[Ausgangstext]:
%%
Selbstverursachter Teufelskreis

Fehlende qualifizierte Leute sind ein Problem fast aller Unternehmen. Statistiken von namhaften Institutionen belegen eindeutig, dass in Deutschland zu wenig Fachpersonal zur Verfügung steht. Das Verhältnis von Renteneintritt und Uniabsolventen oder gar Geburten kann Angst machen. Aufträge werden nicht oder nicht gut ausgeführt, weil geeignetes Personal fehlt, Kunden suchen Zuflucht bei der Konkurrenz, die schnell liefert. Wie das Kaninchen vor der Schlange stehen viele vor leeren Kandidaten Pipelines. Voller Sorge ist die Erklärung: Der Fachkräftemangel. Das Angebot an qualifizierten, motivierten und bezahlbarem Personal ist knapp. Der Schmerz ist real.

All das stimmt, ABER…

Der Fachkräftemangel als Entschuldigung für „Mehr vom Gleichen“ oder völlige Resignation

In Gesprächen mit Geschäftsführung, Management und Recruiting Abteilungen, wird der Fachkräftemangel fast schon fatalistisch heraufbeschwört – obwohl es gar keinen Mangel als solches gibt. Gesamtwirtschaftlich mag das stimmen, wenn man offene Stellen mit zur Verfügung stehenden Qualifikationen vergleicht. Auf individueller Unternehmensebene sieht das aber anders aus. Es existieren heute in jedem Unternehmen große Spielräume, sowohl auf der Angebotsseite, als auf der Nachfrageseite. Gewusst wie, sind diese sehr viel einfacher zu nutzen als gedacht. Weder braucht es in der Regel so viele offene Stellen, noch gibt es zu wenig Bewerber und Bewerberinnen. Firmen, die das verstanden haben, profitieren von entscheidenden Wettbewerbsvorteilen.
%%
[Datenzeilen]:
%%
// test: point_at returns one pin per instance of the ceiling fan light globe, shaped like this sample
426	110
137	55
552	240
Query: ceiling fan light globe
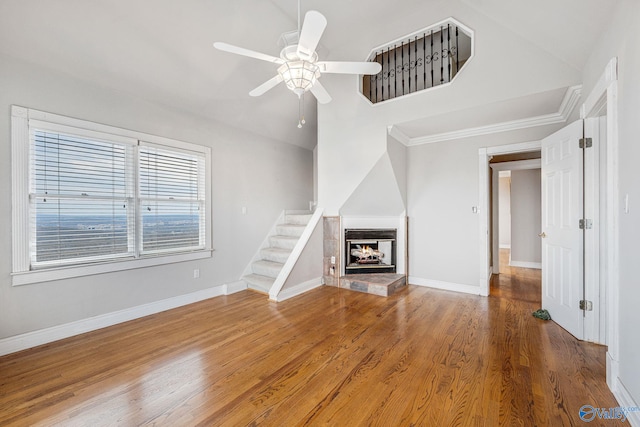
299	76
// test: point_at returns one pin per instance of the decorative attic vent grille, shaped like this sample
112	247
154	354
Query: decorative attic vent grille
423	60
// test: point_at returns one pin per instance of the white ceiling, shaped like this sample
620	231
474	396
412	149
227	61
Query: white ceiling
161	50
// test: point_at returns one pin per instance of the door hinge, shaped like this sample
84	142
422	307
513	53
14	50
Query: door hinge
586	305
585	143
585	224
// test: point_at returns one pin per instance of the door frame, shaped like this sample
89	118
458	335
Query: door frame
604	97
494	210
484	156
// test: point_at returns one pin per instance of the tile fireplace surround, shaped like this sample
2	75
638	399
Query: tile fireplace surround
378	284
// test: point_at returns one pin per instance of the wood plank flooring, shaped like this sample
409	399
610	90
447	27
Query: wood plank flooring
420	357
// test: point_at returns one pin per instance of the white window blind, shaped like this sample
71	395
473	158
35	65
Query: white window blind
80	199
172	199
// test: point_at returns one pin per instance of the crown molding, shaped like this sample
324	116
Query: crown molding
568	104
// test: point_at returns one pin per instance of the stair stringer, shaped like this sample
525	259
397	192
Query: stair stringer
295	255
265	243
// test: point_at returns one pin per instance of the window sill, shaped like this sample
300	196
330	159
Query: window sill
48	275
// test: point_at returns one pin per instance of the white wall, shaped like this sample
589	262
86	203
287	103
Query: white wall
622	42
504	211
249	171
352	134
526	218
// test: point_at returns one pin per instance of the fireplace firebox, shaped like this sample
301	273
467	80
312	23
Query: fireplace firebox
370	250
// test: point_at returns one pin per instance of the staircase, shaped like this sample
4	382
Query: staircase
272	258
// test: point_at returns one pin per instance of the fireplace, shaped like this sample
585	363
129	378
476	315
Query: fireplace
%%
[Aufgabenziel]: Geben Sie bitte den Ausgangstext von „All das stimmt, ABER…“ bis „von entscheidenden Wettbewerbsvorteilen.“ wortgetreu wieder. Die Zeilen stammen aus einer anderen Quelle.

[Schriftliche Antwort]:
All das stimmt, ABER…

Der Fachkräftemangel als Entschuldigung für „Mehr vom Gleichen“ oder völlige Resignation

In Gesprächen mit Geschäftsführung, Management und Recruiting Abteilungen, wird der Fachkräftemangel fast schon fatalistisch heraufbeschwört – obwohl es gar keinen Mangel als solches gibt. Gesamtwirtschaftlich mag das stimmen, wenn man offene Stellen mit zur Verfügung stehenden Qualifikationen vergleicht. Auf individueller Unternehmensebene sieht das aber anders aus. Es existieren heute in jedem Unternehmen große Spielräume, sowohl auf der Angebotsseite, als auf der Nachfrageseite. Gewusst wie, sind diese sehr viel einfacher zu nutzen als gedacht. Weder braucht es in der Regel so viele offene Stellen, noch gibt es zu wenig Bewerber und Bewerberinnen. Firmen, die das verstanden haben, profitieren von entscheidenden Wettbewerbsvorteilen.